§ What you will do:
Your transcription must include every record word for word and no pictures.

§ Extracted data:
-=-=-

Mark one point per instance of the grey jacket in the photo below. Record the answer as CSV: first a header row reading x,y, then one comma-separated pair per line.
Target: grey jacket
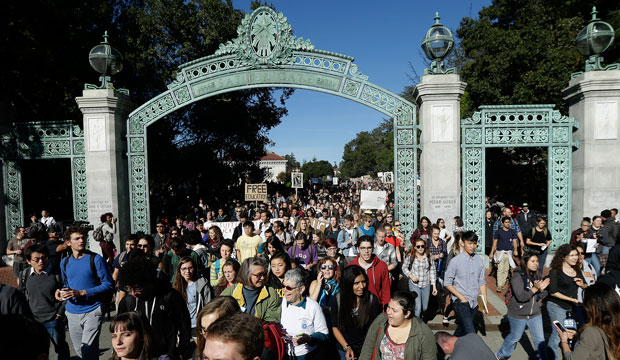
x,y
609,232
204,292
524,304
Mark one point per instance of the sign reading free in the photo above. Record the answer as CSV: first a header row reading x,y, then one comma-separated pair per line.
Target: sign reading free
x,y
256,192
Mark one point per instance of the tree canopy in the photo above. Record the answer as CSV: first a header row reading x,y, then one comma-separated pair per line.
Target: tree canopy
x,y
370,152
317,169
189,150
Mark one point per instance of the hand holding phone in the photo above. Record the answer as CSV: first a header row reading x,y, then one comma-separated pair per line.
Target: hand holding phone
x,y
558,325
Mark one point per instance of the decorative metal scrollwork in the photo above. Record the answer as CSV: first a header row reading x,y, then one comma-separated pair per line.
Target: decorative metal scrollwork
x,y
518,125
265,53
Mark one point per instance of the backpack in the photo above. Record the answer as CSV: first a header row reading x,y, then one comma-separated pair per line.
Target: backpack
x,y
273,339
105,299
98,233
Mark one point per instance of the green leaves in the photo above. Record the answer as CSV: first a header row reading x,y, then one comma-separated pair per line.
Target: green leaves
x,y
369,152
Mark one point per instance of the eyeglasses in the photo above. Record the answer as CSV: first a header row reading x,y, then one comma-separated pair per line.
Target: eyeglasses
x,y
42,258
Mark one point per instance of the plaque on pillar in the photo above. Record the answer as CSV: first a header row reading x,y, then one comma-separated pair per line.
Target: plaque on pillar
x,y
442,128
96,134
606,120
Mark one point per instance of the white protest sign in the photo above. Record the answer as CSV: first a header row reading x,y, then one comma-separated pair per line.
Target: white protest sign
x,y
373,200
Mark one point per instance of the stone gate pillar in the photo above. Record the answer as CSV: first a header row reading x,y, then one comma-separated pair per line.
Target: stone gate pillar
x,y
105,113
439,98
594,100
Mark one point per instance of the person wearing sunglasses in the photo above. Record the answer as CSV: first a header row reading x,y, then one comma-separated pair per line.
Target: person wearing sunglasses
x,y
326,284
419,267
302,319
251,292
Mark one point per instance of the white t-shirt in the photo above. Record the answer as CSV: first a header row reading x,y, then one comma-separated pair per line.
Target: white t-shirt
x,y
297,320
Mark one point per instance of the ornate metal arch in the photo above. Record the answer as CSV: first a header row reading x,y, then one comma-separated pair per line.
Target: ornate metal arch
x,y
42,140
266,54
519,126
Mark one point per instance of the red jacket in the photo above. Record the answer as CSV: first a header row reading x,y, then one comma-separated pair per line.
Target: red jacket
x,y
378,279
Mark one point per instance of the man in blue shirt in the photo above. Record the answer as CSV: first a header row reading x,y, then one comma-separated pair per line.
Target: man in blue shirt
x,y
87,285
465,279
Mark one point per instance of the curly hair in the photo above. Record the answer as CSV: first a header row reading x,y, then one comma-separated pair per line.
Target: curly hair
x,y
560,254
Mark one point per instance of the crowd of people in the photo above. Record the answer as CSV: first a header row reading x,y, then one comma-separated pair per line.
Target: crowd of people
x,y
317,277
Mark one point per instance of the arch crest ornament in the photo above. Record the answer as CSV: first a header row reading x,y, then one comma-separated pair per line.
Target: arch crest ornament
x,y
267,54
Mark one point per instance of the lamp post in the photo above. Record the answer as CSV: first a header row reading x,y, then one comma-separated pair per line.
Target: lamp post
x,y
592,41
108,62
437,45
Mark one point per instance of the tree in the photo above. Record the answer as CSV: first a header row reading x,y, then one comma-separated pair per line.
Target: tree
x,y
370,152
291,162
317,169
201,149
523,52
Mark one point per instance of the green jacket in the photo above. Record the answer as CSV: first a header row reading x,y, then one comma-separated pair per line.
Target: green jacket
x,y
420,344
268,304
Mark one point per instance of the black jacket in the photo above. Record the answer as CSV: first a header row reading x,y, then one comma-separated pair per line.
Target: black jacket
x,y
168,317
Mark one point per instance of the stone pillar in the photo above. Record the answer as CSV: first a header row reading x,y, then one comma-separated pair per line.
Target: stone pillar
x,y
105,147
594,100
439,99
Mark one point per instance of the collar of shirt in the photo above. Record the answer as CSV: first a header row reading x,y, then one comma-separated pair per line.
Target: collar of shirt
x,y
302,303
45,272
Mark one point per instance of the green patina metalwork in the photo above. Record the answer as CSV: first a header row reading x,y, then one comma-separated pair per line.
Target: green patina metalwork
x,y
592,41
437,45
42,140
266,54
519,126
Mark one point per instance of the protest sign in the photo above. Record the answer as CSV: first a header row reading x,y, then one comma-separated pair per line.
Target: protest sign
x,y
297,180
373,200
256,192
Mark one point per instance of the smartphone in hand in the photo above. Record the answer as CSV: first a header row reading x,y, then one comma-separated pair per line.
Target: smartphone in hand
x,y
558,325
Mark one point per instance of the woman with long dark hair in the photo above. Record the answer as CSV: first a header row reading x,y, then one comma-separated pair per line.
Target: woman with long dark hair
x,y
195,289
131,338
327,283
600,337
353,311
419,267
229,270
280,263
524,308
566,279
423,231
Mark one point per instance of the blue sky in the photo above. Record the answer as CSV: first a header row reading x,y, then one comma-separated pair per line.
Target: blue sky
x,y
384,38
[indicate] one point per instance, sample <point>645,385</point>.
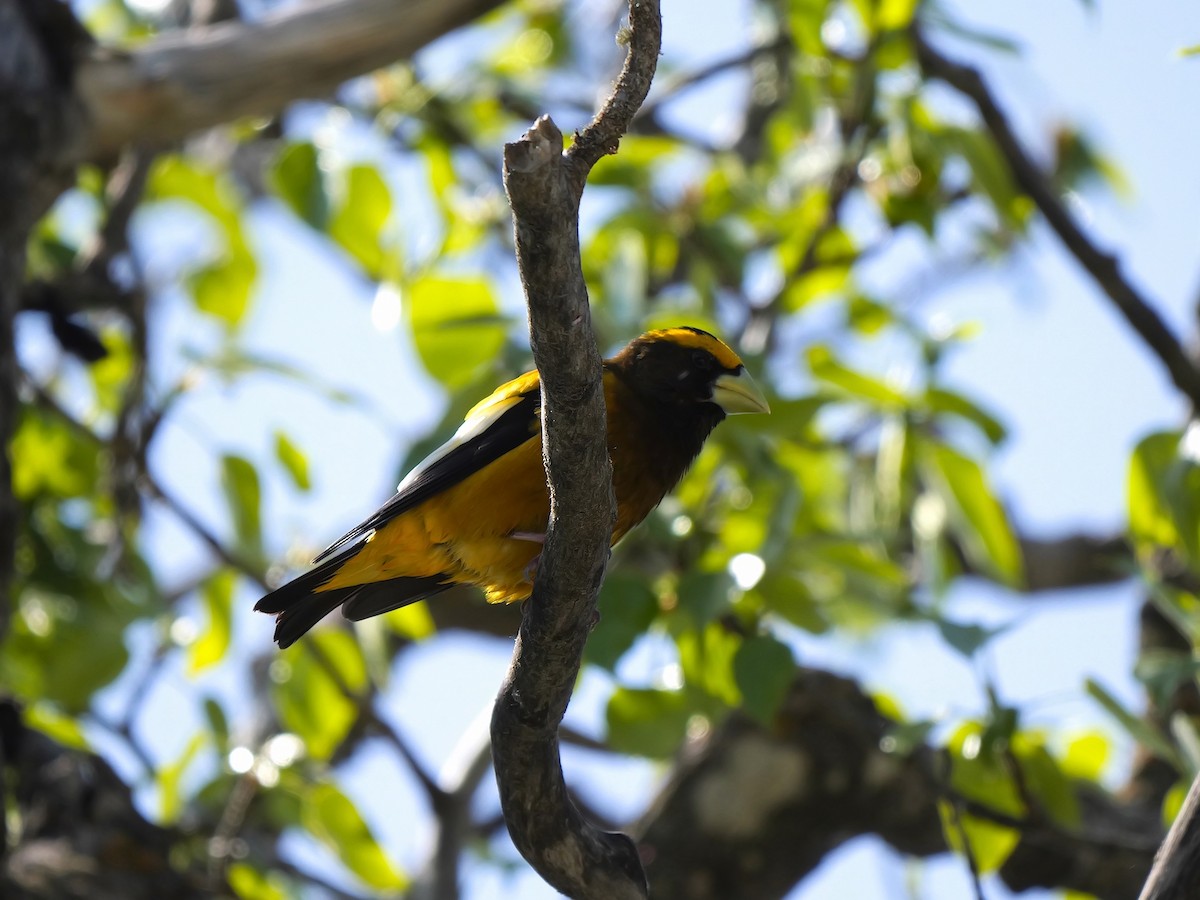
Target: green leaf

-=-=-

§ Output of the exercise:
Mark one point per instance of the grey jacket in the photo below. Record the answer as CSV: first a header row reading x,y, then one comma-separated pair per line.
Target: grey jacket
x,y
609,232
204,292
524,304
Mark one point per instance of the sign reading free in the photo above. Record the answer as CSV: first a header row reading x,y, then one comma-separated pair per line.
Target: sign reading free
x,y
256,192
Mark one point per instance of the tree canopy in the photo above. Record the answer as CSV: first a header row reading x,y, then one comma-separated pair per line.
Target: tree canopy
x,y
370,152
317,169
189,150
Mark one point per instance of the hand holding phone in the photo above. Record the answer as CSV: first a header row reading x,y, then one comma-separated pair per line.
Target: hand holding phone
x,y
558,325
Mark one point per instance of the decorative metal scrollwork in the photo above. Record the answer as CSV: first a header row reading x,y, then one comma-separated pair per line.
Target: decorative metal scrollwork
x,y
518,125
265,53
Mark one point per instance of the backpack in the photo above. Record the answer as CSV: first a header row reading x,y, then one comma-separated pair per line.
Target: backpack
x,y
273,339
105,299
98,233
Mark one point per instance of the green leaves in the photo above. Record the answer as CSV: first a header row reading x,y, then one comma-separated pair per line.
Target: green leaves
x,y
369,152
Mark one point per instance of the eyeglasses in the photo above. Record the answer as CSV: first a header row reading x,y, then one comma-separated pair per line.
Target: eyeglasses
x,y
42,258
Mark one point per instance of the plaque on pillar in the photo above. Record the answer as CSV: first a header row reading x,y, then one comma-separated pair per line.
Target: plaque on pillar
x,y
442,128
96,134
606,120
Mark one point per instance of the white protest sign in the photo above. Record the answer as CSV: first a header row reading x,y, then one comma-separated pair per line.
Target: white protest sign
x,y
373,200
Mark one point per instance of the stone gate pillar in the photo above. Record the answer as CSV: first a header row reading x,y, then one comma-separated pair per line.
Target: stone gate pillar
x,y
105,113
439,98
594,100
Mark one point per instance of the person wearing sunglasses in the photo above. Record the answer as CSV: first a header row reading x,y, then one comma-separated pair per line.
Target: person wearing sunglasses
x,y
326,284
419,267
302,319
251,292
Mark one point per instance of the white t-shirt in the photo above. Record the answer as CSV: first a header row reading x,y, then one comma-separated pair per line.
Target: white t-shirt
x,y
297,320
Mark one point per instance of the ornate metal arch in the photo above. Record the answer as CSV: first a header row reading x,y, then one comma-separated pair per line.
Target: ornate metal arch
x,y
42,140
266,54
519,126
Mark one point per instance of the red jacket in the photo above. Record the answer as CSV: first a header row reading x,y, then one comma-separated pair per line.
Target: red jacket
x,y
378,279
Mark one point per instance of the man in blue shirt in the photo above. Record the answer as CSV: first a header row reading x,y, then one comma-separated pair per line.
Target: man in blue shirt
x,y
87,285
465,279
Mark one point per instance of the curly hair in the photo above. Record the answer as CSV: first a header row reading x,y, then one comma-separated pair per line.
Target: curly hair
x,y
560,254
Mark one point per instance of the crowd of people in the photo above. Record the answer as CSV: first a header row reading x,y, then one comma-separated pair per line.
Target: crowd of people
x,y
317,277
Mark one point per instance of the arch crest ornament in the photo above. Record the answer as CSV: first a header row reading x,y, then one comma-separated pair per line.
Target: arch crest ornament
x,y
267,54
Mark one point per instance of the lamp post in the photo above. Record the answer as CSV: first a header row reading x,y, then one comma-separated pair per line.
Target: lamp post
x,y
592,41
108,62
437,45
Mark one point per instance of the tree in the photo above. Record the answer as CSV: first a header row reading x,y, then one comma-separated pair per line.
Target: tree
x,y
370,152
291,162
317,169
201,149
523,52
Mark one point per instance of the green jacket in the photo above. Record the answer as CSV: first a header row reading x,y, then one comma-separated pair per line.
Target: green jacket
x,y
420,344
268,304
Mark one point per instance of the black jacket in the photo above. Record the answer as CSV: first a header row reading x,y, then one comma-separated pair per line.
Target: black jacket
x,y
168,317
Mark one point per instance of the stone pillar in the photo above. Record the answer as CSV: first a header row reading x,y, then one comma-separated pair per line.
Target: stone pillar
x,y
105,147
594,100
439,99
Mark one point per instance of the collar of shirt in the photo above. Record the answer as CSV: first a header row reading x,y, then one comma-separated pair per line.
Target: collar of shirt
x,y
302,303
45,272
Mark one point per instance of the green patina metalwork in the photo above. Record the answer as CSV: first a header row reading x,y, then one comma-separated pair per line.
Target: green patina metalwork
x,y
592,41
437,45
42,140
266,54
519,126
Mark one point per instance of the protest sign in the photo above. Record the answer as CSV: first a header row reading x,y, then one comma-separated pair per line.
Target: protest sign
x,y
297,180
373,200
256,192
Mark one point per instance of the smartphone in hand in the photo above. Record the answer as CSV: first a header row reading x,y, then one comma-separated pair per line.
Target: smartphone in hand
x,y
558,325
Mark one point per instance of the woman with long dark hair in the photo above. Record the answer as CSV: first a header row reading x,y, then one comma-separated pair per line.
Target: woman with long dark hair
x,y
195,289
131,338
327,283
600,337
353,311
419,267
229,270
280,263
524,308
566,279
423,231
Mark one point per instance of the blue sky in the photo above. Record the answer as CSV: first a header row reading x,y, then one comma-separated pair per line.
Target: blue sky
x,y
384,38
[indicate] one point per instance, sample <point>645,385</point>.
Target: green leaf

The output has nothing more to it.